[Data lines]
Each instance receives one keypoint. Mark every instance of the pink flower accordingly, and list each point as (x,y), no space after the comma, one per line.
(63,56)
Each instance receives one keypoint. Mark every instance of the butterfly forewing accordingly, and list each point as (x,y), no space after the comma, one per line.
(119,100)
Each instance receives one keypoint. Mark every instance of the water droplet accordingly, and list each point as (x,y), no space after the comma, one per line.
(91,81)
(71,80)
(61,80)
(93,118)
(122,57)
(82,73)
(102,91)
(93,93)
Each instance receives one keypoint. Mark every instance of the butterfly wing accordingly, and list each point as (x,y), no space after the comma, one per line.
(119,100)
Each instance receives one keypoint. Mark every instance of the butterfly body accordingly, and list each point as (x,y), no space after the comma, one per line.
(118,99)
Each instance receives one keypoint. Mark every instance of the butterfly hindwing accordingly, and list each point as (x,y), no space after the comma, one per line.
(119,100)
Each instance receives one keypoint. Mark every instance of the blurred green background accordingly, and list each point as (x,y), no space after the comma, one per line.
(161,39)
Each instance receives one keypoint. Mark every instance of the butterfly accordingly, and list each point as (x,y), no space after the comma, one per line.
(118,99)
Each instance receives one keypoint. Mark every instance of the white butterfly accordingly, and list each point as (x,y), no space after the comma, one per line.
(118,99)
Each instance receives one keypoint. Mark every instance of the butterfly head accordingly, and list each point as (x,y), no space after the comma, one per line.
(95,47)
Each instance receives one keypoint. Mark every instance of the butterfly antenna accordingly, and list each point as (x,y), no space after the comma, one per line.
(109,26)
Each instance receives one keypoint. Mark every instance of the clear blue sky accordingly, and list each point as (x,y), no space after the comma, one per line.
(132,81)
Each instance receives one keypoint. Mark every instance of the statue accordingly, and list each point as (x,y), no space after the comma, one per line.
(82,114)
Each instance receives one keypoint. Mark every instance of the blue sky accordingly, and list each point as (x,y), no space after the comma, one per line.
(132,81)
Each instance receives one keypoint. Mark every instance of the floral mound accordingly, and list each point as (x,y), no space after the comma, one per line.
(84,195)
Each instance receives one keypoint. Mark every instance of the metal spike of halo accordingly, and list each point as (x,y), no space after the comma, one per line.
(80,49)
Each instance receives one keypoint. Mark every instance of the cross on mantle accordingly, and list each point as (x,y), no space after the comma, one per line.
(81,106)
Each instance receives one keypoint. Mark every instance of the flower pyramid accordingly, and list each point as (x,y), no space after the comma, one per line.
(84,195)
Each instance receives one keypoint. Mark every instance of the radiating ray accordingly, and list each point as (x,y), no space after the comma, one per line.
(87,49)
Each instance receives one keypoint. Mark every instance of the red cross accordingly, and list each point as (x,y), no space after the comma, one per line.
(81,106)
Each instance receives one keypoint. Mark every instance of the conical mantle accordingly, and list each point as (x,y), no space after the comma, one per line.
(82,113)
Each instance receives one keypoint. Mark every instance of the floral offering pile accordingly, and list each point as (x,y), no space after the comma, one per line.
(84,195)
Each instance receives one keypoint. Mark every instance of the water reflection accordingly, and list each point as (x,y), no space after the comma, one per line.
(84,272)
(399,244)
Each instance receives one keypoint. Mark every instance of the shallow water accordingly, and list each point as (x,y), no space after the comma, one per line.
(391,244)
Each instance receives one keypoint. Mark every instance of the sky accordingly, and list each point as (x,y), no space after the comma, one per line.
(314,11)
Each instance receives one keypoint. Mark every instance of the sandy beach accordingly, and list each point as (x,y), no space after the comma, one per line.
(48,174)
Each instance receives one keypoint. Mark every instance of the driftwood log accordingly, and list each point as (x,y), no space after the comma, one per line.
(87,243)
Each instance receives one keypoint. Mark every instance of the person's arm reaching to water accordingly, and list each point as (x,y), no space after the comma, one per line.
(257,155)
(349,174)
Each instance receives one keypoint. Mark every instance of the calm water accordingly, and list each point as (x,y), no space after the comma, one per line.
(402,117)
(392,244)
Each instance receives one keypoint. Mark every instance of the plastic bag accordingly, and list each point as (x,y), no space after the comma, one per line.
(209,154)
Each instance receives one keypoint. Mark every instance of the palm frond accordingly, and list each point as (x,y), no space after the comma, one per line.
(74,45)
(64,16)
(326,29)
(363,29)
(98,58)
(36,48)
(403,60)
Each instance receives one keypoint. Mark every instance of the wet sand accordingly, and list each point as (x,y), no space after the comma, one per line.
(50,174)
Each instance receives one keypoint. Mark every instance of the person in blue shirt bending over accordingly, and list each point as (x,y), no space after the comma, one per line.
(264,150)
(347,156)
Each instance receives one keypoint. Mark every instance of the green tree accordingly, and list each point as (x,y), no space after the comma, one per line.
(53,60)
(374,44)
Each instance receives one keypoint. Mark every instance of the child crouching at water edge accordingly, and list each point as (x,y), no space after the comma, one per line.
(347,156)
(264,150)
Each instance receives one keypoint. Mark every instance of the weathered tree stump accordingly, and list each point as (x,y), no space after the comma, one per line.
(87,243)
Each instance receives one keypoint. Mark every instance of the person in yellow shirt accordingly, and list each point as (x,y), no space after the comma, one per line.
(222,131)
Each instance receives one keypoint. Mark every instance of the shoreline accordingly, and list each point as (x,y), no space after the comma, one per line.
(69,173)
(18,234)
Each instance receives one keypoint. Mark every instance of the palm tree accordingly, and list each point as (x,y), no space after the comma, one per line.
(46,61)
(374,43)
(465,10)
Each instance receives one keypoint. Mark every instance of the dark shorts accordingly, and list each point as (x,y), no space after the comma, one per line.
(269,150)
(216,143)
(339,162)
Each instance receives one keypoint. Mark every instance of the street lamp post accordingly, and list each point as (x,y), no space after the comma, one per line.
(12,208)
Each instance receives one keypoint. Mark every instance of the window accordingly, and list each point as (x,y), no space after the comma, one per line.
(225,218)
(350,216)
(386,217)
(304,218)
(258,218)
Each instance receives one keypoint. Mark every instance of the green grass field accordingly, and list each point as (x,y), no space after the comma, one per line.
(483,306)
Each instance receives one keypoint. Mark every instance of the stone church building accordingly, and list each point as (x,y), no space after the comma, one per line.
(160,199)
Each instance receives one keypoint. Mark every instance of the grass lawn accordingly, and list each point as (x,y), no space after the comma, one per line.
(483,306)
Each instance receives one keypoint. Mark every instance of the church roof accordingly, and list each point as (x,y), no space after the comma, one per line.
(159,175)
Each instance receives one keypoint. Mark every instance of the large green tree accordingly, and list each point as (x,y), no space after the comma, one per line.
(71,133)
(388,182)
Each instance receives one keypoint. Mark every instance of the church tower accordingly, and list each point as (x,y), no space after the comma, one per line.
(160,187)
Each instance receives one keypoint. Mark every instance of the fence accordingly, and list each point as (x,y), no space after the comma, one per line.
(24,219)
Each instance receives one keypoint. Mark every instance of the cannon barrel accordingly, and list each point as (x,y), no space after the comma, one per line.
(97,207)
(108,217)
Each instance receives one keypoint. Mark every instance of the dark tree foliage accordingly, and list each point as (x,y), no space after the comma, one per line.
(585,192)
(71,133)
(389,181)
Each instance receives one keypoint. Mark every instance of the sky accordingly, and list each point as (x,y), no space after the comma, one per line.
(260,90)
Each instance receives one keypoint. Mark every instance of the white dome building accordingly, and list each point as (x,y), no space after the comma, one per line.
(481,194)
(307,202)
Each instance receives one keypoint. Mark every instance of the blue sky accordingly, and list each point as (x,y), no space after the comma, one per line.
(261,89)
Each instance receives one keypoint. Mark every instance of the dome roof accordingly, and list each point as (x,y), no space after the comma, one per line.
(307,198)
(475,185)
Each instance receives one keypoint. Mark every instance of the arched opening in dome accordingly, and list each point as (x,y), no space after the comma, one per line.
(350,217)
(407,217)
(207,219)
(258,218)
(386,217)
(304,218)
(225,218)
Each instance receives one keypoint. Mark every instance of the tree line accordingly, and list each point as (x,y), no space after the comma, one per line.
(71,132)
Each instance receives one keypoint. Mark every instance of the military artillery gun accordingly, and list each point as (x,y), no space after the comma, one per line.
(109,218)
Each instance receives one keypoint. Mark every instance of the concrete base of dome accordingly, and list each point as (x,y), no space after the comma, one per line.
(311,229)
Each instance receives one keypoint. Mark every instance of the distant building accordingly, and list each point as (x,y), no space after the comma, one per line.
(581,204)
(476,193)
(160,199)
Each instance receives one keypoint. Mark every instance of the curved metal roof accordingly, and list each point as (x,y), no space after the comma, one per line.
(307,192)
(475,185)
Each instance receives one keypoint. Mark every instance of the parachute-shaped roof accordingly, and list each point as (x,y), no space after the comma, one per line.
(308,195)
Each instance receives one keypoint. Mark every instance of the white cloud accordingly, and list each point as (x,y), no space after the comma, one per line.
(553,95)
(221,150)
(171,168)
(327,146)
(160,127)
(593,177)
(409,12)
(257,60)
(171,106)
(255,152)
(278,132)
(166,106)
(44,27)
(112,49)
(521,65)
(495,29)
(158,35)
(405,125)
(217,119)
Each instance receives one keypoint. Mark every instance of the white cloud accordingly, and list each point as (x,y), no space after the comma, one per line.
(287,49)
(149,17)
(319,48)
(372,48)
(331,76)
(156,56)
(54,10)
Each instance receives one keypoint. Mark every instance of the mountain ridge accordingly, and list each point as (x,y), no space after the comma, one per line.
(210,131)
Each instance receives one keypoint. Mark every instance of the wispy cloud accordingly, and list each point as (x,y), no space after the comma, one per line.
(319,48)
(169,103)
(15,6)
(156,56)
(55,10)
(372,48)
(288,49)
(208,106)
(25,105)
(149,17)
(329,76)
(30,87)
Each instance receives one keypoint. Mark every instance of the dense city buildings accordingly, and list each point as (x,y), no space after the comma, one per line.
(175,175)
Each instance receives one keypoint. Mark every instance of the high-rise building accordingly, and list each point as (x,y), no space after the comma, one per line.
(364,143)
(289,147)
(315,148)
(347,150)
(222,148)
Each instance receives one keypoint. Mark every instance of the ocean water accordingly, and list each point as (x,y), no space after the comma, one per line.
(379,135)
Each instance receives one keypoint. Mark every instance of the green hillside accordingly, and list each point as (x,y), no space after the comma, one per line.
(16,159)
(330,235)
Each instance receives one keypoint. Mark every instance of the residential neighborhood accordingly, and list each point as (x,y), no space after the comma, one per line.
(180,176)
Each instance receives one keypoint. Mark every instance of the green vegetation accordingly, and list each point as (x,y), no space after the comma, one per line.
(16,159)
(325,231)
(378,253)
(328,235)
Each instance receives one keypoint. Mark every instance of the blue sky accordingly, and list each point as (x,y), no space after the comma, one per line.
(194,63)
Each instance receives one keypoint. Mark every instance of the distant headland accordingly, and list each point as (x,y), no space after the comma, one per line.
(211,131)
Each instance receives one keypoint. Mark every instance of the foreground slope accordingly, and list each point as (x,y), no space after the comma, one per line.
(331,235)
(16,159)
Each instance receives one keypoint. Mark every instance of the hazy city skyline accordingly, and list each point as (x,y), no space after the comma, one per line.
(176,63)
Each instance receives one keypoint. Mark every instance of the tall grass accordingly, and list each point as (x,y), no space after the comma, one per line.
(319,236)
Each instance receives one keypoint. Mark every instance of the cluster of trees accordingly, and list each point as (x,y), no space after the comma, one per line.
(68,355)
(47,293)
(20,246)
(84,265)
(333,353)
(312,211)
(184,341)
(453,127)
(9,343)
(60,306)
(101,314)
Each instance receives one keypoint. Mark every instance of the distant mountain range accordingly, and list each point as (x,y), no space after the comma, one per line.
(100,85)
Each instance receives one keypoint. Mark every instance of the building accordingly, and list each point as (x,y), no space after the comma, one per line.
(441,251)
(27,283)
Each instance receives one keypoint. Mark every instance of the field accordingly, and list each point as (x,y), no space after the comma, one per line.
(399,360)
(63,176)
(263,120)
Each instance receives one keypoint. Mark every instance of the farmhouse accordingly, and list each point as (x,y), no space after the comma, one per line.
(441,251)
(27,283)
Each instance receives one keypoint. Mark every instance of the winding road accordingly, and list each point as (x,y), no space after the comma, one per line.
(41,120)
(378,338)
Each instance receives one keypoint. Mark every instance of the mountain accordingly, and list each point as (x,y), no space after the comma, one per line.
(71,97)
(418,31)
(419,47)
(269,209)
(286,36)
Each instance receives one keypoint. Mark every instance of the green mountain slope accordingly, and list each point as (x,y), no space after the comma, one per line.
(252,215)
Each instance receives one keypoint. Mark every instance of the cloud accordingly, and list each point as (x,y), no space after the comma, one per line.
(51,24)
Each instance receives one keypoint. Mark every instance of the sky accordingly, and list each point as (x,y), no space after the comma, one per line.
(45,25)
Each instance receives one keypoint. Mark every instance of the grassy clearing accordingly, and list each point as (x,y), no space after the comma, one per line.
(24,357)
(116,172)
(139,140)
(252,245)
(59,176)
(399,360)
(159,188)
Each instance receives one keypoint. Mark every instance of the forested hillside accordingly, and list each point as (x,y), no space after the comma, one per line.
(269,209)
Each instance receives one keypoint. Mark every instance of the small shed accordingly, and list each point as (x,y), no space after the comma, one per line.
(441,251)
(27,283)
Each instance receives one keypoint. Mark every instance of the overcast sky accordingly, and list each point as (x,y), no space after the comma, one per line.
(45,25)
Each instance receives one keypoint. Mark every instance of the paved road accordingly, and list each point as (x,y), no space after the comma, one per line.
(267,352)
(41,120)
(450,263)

[Given instruction] Starting from the line containing "of the forested" and ending with the final line of the data, reproduce each line exactly as it appears, including no other lines.

[Right answer]
Each instance receives one keypoint. Mark every instance of the forested hillside accordingly, and list each point as (x,y), no space after the comma, one per line.
(269,209)
Each instance receives one keypoint. Mark every instance of the small shed accordingly, and list each point as (x,y), no space after the comma, one per line.
(441,251)
(27,283)
Each instance receives one keypoint. Mark every instance of the overcast sky accordingly, and list each point as (x,y), no space after the comma, one per line.
(45,25)
Each instance receives one keypoint. Mark every instance of the paved road accordingly, and list each point as (x,y), no space after the comma, one per line.
(267,352)
(41,120)
(450,263)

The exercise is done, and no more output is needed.